[Short task 1]
According to the Food52 reviews page, what column did Emma Laperruque create?
== Extracted text ==
See what other Food52ers are saying.

  • Mary O'Neil
    Mary O'Neil
  • Nikki Miller Westervelt
    Nikki Miller Westervelt
  • Mariam
  • Dom Surprenant
    Dom Surprenant
  • Emma Laperruque
    Emma Laperruque
Emma was the food editor at Food52. She created the award-winning column, Big Little Recipes, and turned it into a cookbook in 2021. These days, she's a senior editor at Bon Appétit, leading digital cooking coverage. Say hello on Instagram at @emmalaperruque.

19 Reviews

R00dscr33n July 6, 2022
Very good. The taste was subtle and mild. Not overly sweet which is just what I was looking for. It was a hit with my guests.
Mary O. October 4, 2020
Very disappointed, this taste like apple cider pudding, creamy texture but the taste is not sweet enough and doesn't taste like butterscotch at all. I had to add cinnamon,maple syrup and sprinkled with confectioners sugar and still didn't cut the apple cider taste. love apple cider just not as a pudding
Dom S. October 12, 2020
It's why "Butterscotch" was in italics. It's not suppose to taste like butterscotch though butterscotch-like in color. It is suppose to taste like apple cider.
Try boiled cider pie, an old NE recipe. It's sweet & tart and taste like apple cider. Boiling down cider is a wonderful thing.
===
[Short task 2]
Output the records as a JSON list of strings, one string per line and blank lines omitted, starting at the line containing "Where can you spot the palm" and running through the last line of the records, with both included.
== Records to process ==
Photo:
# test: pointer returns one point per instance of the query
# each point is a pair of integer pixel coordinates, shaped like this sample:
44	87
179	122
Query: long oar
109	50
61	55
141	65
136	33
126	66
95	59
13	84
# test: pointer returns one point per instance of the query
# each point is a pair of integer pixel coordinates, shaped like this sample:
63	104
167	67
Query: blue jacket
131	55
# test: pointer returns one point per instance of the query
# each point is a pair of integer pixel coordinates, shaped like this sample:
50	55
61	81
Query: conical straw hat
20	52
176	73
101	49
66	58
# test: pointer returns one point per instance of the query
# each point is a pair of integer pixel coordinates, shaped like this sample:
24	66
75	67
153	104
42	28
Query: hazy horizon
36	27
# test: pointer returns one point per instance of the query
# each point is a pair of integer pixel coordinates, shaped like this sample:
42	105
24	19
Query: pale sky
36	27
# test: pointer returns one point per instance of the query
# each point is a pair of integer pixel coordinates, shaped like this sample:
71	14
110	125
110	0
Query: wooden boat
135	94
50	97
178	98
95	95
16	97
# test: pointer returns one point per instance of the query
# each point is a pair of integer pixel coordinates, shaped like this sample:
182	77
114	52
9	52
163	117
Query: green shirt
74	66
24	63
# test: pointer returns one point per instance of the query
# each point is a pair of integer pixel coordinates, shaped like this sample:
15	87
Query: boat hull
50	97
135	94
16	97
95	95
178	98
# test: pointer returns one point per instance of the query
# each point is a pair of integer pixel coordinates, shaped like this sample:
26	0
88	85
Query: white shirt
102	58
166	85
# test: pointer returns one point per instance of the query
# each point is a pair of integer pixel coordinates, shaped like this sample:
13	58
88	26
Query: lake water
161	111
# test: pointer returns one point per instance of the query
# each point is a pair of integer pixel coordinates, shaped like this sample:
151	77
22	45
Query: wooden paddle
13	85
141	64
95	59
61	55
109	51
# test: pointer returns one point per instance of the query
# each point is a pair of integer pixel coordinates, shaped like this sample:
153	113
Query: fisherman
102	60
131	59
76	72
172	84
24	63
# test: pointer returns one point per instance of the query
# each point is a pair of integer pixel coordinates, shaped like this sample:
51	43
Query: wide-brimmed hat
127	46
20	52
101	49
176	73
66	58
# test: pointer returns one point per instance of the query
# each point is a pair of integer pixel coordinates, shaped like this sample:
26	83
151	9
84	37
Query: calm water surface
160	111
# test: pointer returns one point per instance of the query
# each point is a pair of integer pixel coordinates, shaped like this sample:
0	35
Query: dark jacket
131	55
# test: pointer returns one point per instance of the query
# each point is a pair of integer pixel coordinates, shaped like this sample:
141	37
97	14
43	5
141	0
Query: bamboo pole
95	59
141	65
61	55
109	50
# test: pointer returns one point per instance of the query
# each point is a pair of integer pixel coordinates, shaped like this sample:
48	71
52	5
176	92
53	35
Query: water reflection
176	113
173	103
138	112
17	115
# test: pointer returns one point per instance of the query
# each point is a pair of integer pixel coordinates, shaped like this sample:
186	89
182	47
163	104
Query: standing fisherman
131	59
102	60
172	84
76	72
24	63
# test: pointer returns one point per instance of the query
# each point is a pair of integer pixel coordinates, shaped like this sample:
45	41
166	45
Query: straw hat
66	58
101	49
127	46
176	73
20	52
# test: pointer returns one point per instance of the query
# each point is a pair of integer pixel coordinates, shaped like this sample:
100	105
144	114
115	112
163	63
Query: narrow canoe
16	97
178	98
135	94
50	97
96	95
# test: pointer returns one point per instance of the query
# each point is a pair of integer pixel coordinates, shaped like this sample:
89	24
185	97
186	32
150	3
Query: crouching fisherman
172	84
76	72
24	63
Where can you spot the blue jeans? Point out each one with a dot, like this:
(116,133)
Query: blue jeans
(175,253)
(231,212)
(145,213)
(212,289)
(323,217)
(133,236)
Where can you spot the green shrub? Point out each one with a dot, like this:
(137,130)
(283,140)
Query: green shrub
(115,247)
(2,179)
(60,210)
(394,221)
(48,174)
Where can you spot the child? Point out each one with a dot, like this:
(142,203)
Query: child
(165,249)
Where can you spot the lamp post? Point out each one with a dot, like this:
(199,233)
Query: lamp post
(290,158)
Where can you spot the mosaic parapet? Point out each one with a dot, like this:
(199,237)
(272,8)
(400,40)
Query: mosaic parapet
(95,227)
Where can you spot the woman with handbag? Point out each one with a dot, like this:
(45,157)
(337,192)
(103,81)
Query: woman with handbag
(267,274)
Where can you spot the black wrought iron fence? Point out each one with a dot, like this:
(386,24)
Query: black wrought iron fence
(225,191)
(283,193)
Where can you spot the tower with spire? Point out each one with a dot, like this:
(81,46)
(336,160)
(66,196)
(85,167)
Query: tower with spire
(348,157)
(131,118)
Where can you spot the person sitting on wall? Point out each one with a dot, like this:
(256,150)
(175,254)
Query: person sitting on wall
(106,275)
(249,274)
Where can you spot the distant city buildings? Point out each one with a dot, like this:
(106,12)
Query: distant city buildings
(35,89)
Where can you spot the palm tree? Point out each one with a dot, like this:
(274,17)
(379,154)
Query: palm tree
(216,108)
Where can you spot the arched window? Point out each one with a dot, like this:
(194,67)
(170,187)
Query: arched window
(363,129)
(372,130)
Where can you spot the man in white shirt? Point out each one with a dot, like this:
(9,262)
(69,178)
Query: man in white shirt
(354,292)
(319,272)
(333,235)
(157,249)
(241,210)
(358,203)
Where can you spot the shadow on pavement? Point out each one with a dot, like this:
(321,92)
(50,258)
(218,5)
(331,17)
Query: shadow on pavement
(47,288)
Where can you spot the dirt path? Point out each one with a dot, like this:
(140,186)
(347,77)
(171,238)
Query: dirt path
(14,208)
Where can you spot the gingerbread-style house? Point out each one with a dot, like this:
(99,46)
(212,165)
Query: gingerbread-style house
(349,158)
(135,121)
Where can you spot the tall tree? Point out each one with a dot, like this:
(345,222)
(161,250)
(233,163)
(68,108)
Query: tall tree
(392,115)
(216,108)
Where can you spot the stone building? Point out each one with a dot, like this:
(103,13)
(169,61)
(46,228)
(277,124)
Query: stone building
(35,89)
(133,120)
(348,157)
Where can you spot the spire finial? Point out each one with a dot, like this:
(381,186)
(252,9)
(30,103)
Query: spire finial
===
[Written reply 1]
Big Little Recipes.

[Written reply 2]
[
  "Where can you spot the palm tree? Point out each one with a dot, like this:",
  "(274,17)",
  "(379,154)",
  "Query: palm tree",
  "(216,108)",
  "Where can you spot the arched window? Point out each one with a dot, like this:",
  "(194,67)",
  "(170,187)",
  "Query: arched window",
  "(363,129)",
  "(372,130)",
  "Where can you spot the man in white shirt? Point out each one with a dot, like this:",
  "(9,262)",
  "(69,178)",
  "Query: man in white shirt",
  "(354,292)",
  "(319,272)",
  "(333,235)",
  "(157,249)",
  "(241,210)",
  "(358,203)",
  "Where can you spot the shadow on pavement? Point out each one with a dot, like this:",
  "(321,92)",
  "(50,258)",
  "(218,5)",
  "(331,17)",
  "Query: shadow on pavement",
  "(47,288)",
  "Where can you spot the dirt path? Point out each one with a dot, like this:",
  "(140,186)",
  "(347,77)",
  "(171,238)",
  "Query: dirt path",
  "(14,208)",
  "Where can you spot the gingerbread-style house? Point out each one with a dot, like this:",
  "(99,46)",
  "(212,165)",
  "Query: gingerbread-style house",
  "(349,158)",
  "(135,121)",
  "Where can you spot the tall tree? Point out each one with a dot, like this:",
  "(345,222)",
  "(161,250)",
  "(233,163)",
  "(68,108)",
  "Query: tall tree",
  "(392,115)",
  "(216,108)",
  "Where can you spot the stone building? Point out each one with a dot, like this:",
  "(103,13)",
  "(169,61)",
  "(46,228)",
  "(277,124)",
  "Query: stone building",
  "(35,89)",
  "(133,120)",
  "(348,157)",
  "Where can you spot the spire finial? Point out each one with a dot, like this:",
  "(381,186)",
  "(252,9)",
  "(30,103)",
  "Query: spire finial"
]